# Task description:
Could you copy out the entire review of The Nun below, word for word?

# Document segment:
= = =
You have to admire how many movies James Wan can squeeze out of The Conjuring franchise. The first two Conjuring movies proper, then two Annabelle movies, and now a movie involving that freaky nun that was in The Conjuring 2. And like the Annabelle spinoffs, The Nun is a prequel to all of the movies in the series, making this one the first in the overall series, story-wise.

Anyway, I was looking forward to checking out The Nun when it was set to come out in the theaters in September. I thought that the very brief yet very memorable scenes with the nun in The Conjuring 2 was the best parts of that movie, and was curious what story they could tell with this one. But, because scheduling and the less-than-favorable reports coming in from the various review blogs, vlogs and podcasts I read/watch/listen to, I decided ultimately that The Nun was going to be one of those movies I would watch when it became available on on digital rental format. Which is now.

So, was The Nun a snooze-fest? A predictable, nothing-but-jump-scares waste of my time? Well, let’s get the rundown out of the way, here, and find out…

When a young nun at a cloistered abbey in Romania takes her own life, a priest with a haunted past and a novitiate on the threshold of her final vows are sent by the Vatican to investigate. Together they uncover the order’s unholy secret. Risking not only their lives but their faith and their very souls, they confront a malevolent force in the form of the same demonic nun that first terrorized audiences in “The Conjuring 2,” as the abbey becomes a horrific battleground between the living and the damned.

Overall, despite all of the negative reviews this movie got when it was first released in theaters, I did enjoy The Nun more than I thought I would. It was more on a Hammer-style Gothic B-horror movie level, which is probably the best way to come at these type of movies. The use of the settings, the shadows and atmosphere was utilized to great effect; the story was a slow-build mystery that, while a tad on the predictable side, managed to throw in some twists and turns throughout the run time. Of course, The Nun isn’t what you would call a “scary movie”, as what it does for actual scares are more boo-scares than anything else; as I mentioned before, if you take in the very Gothic atmosphere and setup (and get past thinking the possessed nun is Marilyn Manson in Catholic cosplay), you may find that The Nun can get under your skin pretty effectively.

Not as bad as everybody is saying it is, The Nun is very much worth a rental on some dark, cold and rainy night.
= = =
# Data:
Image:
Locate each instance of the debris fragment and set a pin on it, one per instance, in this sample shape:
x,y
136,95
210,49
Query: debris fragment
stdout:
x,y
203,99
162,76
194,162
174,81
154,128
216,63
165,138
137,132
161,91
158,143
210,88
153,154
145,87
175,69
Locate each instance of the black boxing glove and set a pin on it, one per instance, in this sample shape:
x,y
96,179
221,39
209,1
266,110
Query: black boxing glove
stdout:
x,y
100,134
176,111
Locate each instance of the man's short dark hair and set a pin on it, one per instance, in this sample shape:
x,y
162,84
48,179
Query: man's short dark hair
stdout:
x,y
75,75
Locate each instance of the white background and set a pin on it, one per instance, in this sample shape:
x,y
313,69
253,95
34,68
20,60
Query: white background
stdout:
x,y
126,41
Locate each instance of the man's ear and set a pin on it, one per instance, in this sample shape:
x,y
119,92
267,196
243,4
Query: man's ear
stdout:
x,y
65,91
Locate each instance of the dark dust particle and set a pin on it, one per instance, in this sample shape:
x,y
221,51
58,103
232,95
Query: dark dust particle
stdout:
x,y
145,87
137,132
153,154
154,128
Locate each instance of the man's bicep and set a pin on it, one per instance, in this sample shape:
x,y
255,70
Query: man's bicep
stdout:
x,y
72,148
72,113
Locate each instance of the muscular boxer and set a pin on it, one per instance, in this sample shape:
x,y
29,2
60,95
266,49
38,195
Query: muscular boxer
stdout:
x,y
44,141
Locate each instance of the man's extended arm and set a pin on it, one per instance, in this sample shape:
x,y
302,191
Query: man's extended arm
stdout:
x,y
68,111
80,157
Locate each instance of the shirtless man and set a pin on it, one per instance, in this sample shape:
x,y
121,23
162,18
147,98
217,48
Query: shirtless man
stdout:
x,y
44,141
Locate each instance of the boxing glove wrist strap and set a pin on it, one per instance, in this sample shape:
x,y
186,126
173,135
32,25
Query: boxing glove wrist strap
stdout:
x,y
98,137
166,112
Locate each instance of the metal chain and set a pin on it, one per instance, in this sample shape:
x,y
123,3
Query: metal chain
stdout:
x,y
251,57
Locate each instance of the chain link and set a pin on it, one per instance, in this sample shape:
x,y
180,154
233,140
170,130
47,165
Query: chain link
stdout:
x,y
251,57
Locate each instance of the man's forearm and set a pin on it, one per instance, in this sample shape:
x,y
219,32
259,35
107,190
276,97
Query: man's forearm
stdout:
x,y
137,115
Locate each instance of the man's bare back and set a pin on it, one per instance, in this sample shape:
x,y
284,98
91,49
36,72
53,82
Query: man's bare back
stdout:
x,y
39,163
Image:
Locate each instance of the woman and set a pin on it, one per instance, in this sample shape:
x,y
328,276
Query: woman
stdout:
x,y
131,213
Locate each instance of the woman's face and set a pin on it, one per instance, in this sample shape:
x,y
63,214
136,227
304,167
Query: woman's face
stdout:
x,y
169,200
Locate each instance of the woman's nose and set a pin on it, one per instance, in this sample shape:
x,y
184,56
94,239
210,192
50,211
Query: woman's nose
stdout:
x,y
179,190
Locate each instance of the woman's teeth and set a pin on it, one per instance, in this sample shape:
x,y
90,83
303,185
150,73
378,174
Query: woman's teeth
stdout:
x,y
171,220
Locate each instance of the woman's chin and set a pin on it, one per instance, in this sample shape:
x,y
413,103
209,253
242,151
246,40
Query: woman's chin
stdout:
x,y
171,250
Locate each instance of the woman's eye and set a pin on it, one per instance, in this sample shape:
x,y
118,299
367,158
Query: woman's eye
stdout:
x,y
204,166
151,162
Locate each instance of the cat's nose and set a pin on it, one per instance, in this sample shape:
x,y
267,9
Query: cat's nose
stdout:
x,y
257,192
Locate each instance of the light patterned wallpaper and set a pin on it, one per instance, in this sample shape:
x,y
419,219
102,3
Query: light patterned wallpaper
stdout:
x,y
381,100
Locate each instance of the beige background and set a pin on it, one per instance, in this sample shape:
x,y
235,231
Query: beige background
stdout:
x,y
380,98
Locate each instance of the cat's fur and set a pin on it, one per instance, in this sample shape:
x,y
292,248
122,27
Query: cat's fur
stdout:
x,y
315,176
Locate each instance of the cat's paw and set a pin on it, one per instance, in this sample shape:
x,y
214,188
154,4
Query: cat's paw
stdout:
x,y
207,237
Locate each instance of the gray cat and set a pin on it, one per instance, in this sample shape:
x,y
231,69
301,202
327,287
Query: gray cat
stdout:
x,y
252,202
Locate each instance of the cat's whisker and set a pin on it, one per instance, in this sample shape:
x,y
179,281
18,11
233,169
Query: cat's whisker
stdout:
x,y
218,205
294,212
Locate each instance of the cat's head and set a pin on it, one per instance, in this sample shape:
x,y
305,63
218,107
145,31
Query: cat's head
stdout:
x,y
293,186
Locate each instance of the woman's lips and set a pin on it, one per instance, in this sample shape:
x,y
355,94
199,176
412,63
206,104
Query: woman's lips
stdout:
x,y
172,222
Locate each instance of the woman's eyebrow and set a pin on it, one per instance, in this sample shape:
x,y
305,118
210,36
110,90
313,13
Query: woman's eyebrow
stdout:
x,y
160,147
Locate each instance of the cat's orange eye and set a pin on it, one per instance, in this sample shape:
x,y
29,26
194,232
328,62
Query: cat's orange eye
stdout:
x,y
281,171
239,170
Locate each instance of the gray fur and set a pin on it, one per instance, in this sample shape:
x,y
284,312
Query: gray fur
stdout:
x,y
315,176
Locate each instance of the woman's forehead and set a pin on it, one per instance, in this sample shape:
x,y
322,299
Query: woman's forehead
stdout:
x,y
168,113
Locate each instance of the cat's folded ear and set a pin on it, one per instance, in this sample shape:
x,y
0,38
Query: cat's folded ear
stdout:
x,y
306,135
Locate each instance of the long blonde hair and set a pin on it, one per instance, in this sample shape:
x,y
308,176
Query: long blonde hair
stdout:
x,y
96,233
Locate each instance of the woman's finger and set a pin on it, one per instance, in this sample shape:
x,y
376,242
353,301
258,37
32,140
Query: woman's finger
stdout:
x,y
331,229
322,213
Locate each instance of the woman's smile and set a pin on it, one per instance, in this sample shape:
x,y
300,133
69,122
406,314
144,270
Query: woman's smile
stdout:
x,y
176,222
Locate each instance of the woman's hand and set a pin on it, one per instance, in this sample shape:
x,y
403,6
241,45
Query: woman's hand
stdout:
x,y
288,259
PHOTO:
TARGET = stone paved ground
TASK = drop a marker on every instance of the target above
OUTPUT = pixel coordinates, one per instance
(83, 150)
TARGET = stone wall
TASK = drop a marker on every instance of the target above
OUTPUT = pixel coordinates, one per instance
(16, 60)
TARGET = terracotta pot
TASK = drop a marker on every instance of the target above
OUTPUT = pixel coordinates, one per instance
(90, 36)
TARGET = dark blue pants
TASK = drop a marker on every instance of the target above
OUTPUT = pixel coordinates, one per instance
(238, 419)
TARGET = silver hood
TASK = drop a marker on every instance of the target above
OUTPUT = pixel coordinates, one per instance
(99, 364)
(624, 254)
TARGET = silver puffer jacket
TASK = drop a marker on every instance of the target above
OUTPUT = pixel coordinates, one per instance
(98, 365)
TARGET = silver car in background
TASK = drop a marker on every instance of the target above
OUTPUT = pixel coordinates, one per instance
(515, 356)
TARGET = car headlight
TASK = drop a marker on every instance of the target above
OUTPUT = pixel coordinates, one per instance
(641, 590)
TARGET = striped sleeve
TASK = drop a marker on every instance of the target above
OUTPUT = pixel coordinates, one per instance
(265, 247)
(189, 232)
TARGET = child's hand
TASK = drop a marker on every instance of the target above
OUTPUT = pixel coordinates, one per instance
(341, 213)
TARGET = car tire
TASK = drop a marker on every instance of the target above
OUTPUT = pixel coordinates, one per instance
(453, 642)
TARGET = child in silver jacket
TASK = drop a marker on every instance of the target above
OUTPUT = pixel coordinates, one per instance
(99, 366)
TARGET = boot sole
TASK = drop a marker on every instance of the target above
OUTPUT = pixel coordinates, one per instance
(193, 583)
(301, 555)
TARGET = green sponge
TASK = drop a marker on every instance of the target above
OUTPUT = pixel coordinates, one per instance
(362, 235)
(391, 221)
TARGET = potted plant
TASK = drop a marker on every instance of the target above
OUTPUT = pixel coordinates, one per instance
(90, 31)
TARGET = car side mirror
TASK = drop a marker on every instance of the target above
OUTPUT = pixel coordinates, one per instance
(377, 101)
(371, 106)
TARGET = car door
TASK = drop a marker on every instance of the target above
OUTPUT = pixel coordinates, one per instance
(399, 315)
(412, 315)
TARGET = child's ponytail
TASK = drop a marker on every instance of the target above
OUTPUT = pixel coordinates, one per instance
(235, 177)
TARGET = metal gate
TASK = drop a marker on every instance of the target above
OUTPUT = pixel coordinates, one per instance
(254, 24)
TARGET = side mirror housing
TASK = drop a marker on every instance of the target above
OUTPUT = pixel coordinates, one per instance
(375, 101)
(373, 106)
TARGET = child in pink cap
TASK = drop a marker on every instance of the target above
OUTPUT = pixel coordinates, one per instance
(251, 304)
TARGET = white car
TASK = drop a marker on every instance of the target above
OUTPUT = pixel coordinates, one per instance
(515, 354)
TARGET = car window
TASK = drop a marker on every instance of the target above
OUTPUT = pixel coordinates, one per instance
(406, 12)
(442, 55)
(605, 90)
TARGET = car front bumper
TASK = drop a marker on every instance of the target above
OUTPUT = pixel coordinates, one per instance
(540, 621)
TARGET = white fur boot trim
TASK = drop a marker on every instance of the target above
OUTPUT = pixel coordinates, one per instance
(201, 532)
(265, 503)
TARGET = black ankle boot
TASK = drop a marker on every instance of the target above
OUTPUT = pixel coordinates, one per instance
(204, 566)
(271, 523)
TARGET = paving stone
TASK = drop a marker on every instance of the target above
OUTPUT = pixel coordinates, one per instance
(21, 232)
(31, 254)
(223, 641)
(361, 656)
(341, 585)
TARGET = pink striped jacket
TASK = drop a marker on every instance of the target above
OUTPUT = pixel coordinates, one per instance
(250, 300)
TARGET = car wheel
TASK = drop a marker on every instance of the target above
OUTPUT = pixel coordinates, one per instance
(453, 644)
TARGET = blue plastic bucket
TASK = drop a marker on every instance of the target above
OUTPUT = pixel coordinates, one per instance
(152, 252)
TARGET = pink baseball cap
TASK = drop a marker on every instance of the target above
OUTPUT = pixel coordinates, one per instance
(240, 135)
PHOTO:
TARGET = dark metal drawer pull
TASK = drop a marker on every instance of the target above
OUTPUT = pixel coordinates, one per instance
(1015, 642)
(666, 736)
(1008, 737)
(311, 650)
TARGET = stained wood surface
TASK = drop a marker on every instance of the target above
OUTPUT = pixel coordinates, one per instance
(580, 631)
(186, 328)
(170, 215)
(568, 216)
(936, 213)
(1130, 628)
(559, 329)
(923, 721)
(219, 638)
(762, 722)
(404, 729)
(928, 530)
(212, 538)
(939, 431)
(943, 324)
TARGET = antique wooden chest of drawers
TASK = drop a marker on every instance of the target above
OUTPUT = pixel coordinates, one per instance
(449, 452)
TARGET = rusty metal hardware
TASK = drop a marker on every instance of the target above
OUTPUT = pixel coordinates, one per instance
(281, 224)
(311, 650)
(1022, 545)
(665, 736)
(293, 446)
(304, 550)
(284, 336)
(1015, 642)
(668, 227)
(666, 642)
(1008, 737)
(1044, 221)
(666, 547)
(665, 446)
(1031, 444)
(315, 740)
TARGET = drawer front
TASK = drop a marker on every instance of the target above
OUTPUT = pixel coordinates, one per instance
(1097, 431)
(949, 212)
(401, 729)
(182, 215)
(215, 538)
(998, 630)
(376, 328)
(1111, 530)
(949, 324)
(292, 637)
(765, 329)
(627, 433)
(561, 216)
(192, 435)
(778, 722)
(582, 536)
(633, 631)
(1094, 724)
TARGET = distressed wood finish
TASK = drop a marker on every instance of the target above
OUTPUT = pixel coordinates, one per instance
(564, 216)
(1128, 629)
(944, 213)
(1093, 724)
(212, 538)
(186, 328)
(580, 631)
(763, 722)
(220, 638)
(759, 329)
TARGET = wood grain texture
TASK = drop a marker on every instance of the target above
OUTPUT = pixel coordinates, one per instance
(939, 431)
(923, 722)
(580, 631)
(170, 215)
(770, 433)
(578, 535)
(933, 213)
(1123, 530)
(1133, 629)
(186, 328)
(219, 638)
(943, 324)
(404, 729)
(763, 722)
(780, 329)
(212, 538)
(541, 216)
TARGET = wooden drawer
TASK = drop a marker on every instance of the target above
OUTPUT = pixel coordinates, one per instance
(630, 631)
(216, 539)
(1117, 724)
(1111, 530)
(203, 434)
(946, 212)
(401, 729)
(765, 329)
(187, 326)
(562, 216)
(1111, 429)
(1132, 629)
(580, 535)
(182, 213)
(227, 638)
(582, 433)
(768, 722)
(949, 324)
= = =
# The completed task:
You have to admire how many movies James Wan can squeeze out of The Conjuring franchise. The first two Conjuring movies proper, then two Annabelle movies, and now a movie involving that freaky nun that was in The Conjuring 2. And like the Annabelle spinoffs, The Nun is a prequel to all of the movies in the series, making this one the first in the overall series, story-wise.

Anyway, I was looking forward to checking out The Nun when it was set to come out in the theaters in September. I thought that the very brief yet very memorable scenes with the nun in The Conjuring 2 was the best parts of that movie, and was curious what story they could tell with this one. But, because scheduling and the less-than-favorable reports coming in from the various review blogs, vlogs and podcasts I read/watch/listen to, I decided ultimately that The Nun was going to be one of those movies I would watch when it became available on on digital rental format. Which is now.

So, was The Nun a snooze-fest? A predictable, nothing-but-jump-scares waste of my time? Well, let’s get the rundown out of the way, here, and find out…

When a young nun at a cloistered abbey in Romania takes her own life, a priest with a haunted past and a novitiate on the threshold of her final vows are sent by the Vatican to investigate. Together they uncover the order’s unholy secret. Risking not only their lives but their faith and their very souls, they confront a malevolent force in the form of the same demonic nun that first terrorized audiences in “The Conjuring 2,” as the abbey becomes a horrific battleground between the living and the damned.

Overall, despite all of the negative reviews this movie got when it was first released in theaters, I did enjoy The Nun more than I thought I would. It was more on a Hammer-style Gothic B-horror movie level, which is probably the best way to come at these type of movies. The use of the settings, the shadows and atmosphere was utilized to great effect; the story was a slow-build mystery that, while a tad on the predictable side, managed to throw in some twists and turns throughout the run time. Of course, The Nun isn’t what you would call a “scary movie”, as what it does for actual scares are more boo-scares than anything else; as I mentioned before, if you take in the very Gothic atmosphere and setup (and get past thinking the possessed nun is Marilyn Manson in Catholic cosplay), you may find that The Nun can get under your skin pretty effectively.

Not as bad as everybody is saying it is, The Nun is very much worth a rental on some dark, cold and rainy night.